═════ BRANO

La fiction, ispirata alla vita di un personaggio realmente esistito, racconta la storia di un uomo coraggioso e determinato che, nella New York di fine ‘800, lotta per raggiungere il suo scopo: diventare poliziotto e combattere la malavita italiana.

Joe Petrosino riesce nel suo intento, contribuendo all’arresto e all’espatrio di numerosi boss e afiliati alla Mano Nera, gruppo di stampo mafioso che opera a New York e va anche oltre.

Parte per la Sicilia per scoprire i legami attraverso cui la mafia dell’isola foraggia le organizzazioni americane e, la sera del 12 marzo del 1909, viene ucciso a tradimento in una strada di Palermo.

Al suo funerale in America partecipano trecentomila persone.

Ma chi è Joe Petrosino?

Nelle righe che seguono cercherò di tracciare una breve ma puntuale biografia del personaggio.

Giuseppe Petrosino, detto Joe, nasce a Padula in provincia di Salerno il 30 agosto 1860.

Padula
Padula
Quando suo padre Prospero decide di emigrare in America nel 1873 con tutta la famiglia Giuseppe ha appena 13 anni.

Arrivato a New York il piccolo Giuseppe dimostra subito un certo spirito intraprendente.

Col coetaneo Pietro Iorio apre un chiosco per la vendita di giornali facendo nel contempo anche il lustrascarpe e a diciotto anni trova lavoro come spazzino.

La Mano Nera, nota anche come l’Onorata Famiglia, è un’organizzazione malavitosa che opera a New York.

È costituita per la maggior parte da uomini provenienti dalle zone depresse dell’Italia Meridionale che, desiderosi di grandi guadagni, anziché cercarsi un lavoro, anche se umiliante, preferiscono affiliarsi a questo gruppo, capeggiato dal siciliano Giuseppe Morello, che estorce e taglieggia la gente.

Chi si rifiuta di pagare viene minacciato affinché desista dal suo proposito.

Nonostante la Polizia si dia molto da fare, facendo irruzioni ed operando continui arresti, la Mano Nera ingrossa sempre di più le sue file.

Theodore Roosevelt
Theodore Roosevelt
Theodore Roosevelt, allora prefetto di Polizia, intensifica la lotta per sgominare a qualunque costo questa banda di malfattori e, principalmente, per arrestare il suo capo Giuseppe Morello.

══════════
═════ DATI FORNITI

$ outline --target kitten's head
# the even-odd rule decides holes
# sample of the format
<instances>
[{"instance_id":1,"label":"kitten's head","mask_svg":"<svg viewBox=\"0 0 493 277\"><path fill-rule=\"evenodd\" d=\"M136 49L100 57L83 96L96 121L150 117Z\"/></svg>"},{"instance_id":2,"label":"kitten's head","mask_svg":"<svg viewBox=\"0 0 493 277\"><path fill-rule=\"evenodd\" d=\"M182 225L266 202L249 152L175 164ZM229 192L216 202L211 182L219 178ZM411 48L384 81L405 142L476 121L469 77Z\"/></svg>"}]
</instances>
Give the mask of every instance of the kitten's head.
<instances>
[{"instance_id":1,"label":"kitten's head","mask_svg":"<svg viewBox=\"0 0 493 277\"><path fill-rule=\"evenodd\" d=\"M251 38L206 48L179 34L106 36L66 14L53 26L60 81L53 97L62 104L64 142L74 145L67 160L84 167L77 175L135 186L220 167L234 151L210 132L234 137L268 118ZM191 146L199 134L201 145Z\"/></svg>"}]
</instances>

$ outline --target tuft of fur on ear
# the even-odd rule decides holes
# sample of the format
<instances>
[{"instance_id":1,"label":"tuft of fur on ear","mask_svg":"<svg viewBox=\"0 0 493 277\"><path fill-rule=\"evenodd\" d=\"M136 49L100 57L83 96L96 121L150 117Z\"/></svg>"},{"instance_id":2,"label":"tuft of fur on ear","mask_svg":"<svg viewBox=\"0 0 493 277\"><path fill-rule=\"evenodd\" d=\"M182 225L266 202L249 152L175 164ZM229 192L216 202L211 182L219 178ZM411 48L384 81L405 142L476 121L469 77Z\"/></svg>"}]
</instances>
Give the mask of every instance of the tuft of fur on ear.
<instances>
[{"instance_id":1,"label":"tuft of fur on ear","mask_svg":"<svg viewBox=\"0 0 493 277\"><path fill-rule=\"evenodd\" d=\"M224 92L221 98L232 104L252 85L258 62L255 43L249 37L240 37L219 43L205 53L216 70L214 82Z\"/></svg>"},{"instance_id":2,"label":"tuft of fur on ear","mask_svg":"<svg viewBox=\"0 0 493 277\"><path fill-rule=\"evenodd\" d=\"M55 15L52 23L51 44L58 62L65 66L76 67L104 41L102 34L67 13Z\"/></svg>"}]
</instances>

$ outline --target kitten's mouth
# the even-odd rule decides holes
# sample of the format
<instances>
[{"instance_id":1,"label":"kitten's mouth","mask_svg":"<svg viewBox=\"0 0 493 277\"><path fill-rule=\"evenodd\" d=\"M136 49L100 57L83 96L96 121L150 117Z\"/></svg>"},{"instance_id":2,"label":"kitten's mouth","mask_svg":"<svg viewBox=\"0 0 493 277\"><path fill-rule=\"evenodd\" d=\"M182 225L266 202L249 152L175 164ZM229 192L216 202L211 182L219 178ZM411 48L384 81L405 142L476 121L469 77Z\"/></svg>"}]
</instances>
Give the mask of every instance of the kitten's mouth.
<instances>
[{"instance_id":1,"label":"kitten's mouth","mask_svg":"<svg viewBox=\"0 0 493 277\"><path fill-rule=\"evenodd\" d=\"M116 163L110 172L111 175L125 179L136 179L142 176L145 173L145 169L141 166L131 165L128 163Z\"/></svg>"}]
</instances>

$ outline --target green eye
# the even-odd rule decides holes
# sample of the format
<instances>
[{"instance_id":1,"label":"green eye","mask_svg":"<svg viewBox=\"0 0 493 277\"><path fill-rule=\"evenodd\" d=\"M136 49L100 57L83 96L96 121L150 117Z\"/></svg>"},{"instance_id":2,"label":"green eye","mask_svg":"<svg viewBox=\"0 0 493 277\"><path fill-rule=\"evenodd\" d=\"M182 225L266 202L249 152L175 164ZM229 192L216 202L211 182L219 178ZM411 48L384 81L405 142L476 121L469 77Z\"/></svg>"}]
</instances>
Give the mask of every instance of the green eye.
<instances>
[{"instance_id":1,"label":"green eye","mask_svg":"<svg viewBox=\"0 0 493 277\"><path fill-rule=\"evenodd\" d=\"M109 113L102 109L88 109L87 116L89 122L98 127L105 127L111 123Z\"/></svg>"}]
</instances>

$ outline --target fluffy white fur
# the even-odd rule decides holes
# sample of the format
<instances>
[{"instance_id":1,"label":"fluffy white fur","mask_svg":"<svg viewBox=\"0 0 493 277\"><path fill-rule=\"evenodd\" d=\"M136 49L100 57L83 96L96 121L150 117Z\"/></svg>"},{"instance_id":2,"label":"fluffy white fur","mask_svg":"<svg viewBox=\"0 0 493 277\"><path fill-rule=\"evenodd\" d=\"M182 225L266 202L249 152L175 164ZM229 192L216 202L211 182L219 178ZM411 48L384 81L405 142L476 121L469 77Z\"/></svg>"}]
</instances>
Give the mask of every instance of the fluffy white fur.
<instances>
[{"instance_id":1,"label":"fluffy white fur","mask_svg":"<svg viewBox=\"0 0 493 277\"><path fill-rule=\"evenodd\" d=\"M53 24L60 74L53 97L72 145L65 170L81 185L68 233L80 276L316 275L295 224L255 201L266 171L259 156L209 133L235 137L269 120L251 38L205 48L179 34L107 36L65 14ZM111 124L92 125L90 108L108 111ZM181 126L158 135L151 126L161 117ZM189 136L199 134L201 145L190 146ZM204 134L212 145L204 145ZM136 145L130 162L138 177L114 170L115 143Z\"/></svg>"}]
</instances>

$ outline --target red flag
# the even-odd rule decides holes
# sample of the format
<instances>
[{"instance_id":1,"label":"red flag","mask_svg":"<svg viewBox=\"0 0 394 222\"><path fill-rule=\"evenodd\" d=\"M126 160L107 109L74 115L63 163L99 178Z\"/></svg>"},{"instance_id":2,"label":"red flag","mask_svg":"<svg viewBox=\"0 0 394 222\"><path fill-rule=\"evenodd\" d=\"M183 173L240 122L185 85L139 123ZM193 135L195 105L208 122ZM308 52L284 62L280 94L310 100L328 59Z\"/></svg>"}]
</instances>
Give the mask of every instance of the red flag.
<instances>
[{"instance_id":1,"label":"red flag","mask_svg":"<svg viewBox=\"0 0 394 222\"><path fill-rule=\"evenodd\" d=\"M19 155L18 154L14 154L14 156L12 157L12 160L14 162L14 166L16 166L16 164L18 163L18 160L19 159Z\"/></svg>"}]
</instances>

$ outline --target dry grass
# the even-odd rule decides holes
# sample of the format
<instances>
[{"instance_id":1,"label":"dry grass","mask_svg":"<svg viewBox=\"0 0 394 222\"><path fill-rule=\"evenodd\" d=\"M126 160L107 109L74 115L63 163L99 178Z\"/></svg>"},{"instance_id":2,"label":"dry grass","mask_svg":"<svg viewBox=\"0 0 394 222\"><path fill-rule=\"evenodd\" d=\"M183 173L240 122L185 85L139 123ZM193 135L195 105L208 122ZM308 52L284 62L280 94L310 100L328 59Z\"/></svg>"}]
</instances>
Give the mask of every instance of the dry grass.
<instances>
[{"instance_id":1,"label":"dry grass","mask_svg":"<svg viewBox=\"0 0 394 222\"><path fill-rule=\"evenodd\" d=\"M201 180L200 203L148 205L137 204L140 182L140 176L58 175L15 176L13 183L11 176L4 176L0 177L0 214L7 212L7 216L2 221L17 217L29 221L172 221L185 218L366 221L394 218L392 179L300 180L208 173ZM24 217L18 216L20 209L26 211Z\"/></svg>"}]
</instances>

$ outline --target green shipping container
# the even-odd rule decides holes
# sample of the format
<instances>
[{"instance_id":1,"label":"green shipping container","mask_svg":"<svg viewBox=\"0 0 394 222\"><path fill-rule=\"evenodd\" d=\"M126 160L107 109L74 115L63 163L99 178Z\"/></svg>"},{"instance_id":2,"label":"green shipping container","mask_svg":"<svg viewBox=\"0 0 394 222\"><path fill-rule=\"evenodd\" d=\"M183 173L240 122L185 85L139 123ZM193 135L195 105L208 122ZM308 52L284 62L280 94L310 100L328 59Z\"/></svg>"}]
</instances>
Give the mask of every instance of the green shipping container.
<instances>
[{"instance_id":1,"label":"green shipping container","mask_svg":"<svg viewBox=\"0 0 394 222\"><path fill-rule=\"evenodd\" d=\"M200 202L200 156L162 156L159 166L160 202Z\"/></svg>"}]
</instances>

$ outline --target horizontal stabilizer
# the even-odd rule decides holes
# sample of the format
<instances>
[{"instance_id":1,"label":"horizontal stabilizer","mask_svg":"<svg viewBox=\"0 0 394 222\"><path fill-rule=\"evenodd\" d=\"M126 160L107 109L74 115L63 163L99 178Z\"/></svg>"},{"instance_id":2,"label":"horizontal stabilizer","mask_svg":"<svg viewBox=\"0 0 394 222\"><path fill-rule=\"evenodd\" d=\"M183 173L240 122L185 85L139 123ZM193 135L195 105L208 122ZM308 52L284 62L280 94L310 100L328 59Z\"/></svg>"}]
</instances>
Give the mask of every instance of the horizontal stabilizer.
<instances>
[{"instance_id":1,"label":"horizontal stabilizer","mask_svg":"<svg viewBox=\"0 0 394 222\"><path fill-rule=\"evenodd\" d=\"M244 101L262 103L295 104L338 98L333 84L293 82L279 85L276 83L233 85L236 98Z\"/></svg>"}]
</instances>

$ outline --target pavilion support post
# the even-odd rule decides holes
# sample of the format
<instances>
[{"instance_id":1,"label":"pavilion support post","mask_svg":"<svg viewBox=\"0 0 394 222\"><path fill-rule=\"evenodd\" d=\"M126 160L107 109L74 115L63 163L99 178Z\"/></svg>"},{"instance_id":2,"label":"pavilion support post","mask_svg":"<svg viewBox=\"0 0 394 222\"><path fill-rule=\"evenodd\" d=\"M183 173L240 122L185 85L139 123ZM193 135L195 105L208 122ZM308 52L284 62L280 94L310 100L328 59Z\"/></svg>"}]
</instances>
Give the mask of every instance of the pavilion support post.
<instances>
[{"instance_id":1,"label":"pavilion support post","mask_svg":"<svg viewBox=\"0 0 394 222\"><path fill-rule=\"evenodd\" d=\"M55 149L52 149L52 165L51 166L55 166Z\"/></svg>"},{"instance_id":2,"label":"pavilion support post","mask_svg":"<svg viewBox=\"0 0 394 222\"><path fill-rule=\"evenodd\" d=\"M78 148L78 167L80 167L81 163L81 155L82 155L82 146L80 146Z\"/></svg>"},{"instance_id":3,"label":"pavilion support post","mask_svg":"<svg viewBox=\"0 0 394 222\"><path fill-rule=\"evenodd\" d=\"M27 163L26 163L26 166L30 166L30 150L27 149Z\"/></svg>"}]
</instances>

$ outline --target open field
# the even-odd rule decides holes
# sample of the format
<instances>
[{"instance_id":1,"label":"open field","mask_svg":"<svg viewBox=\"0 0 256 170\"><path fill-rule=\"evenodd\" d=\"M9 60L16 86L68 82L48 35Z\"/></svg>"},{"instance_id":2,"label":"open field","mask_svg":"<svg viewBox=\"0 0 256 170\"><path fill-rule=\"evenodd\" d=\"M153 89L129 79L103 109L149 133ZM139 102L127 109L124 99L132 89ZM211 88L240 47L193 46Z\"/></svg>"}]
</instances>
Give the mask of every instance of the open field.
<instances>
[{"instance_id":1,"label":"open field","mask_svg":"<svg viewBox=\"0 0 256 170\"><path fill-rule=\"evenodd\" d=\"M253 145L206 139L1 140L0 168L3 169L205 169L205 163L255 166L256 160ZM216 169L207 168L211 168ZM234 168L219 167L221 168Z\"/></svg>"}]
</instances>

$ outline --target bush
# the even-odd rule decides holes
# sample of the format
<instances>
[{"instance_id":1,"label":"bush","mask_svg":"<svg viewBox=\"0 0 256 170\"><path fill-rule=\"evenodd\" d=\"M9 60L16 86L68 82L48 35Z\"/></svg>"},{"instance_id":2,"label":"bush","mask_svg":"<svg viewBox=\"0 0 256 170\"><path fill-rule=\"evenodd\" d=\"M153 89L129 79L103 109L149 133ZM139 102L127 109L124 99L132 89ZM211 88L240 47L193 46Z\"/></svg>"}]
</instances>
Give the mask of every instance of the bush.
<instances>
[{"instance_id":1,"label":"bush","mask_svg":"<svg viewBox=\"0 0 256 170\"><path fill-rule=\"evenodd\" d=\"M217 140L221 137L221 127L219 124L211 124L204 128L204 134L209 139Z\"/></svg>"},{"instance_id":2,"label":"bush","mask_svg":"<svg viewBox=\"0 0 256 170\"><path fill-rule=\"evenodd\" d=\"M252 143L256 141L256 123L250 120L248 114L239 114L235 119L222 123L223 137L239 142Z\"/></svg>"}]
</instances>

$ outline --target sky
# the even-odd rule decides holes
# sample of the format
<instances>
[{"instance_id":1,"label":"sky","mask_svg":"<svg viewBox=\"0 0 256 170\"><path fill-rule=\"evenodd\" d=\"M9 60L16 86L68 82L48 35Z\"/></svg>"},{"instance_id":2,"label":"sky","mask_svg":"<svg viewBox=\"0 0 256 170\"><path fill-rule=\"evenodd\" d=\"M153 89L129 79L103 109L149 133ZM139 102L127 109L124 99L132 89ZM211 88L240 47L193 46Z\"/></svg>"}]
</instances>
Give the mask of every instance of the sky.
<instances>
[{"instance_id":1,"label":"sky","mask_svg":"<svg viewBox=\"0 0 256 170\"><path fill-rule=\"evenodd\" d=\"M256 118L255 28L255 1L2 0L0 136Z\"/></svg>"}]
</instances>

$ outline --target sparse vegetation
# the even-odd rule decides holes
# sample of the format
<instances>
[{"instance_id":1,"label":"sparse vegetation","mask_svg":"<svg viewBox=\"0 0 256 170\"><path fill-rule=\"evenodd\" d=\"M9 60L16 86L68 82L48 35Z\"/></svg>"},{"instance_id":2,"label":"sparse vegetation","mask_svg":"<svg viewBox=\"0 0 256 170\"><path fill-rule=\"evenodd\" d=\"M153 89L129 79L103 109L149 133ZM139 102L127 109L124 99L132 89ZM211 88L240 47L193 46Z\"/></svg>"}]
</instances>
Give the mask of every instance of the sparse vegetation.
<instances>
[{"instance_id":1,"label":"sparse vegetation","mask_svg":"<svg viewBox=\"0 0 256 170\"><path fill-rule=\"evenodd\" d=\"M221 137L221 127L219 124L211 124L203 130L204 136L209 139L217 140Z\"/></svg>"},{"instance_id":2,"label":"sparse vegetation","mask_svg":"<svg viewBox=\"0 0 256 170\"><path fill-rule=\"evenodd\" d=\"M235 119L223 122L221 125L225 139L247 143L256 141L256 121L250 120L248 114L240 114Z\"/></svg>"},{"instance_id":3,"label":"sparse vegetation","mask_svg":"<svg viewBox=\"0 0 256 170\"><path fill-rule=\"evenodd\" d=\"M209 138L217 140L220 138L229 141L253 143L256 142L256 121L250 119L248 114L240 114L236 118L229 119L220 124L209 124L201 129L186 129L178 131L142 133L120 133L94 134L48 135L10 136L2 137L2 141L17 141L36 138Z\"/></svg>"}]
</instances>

══════════

▶ **CONSEGNA**:
Rispondi a queste domande sul brano dedicato a Joe Petrosino, numerando le risposte nello stesso modo:
1. In che luogo e in che data nasce Giuseppe Petrosino?
2. Chi è a capo della Mano Nera?
3. In quale città e in quale giorno viene ucciso Petrosino?

▶ **RISPOSTA FINALE**:
1. A Padula, in provincia di Salerno, il 30 agosto 1860.
2. Il siciliano Giuseppe Morello.
3. A Palermo, la sera del 12 marzo 1909.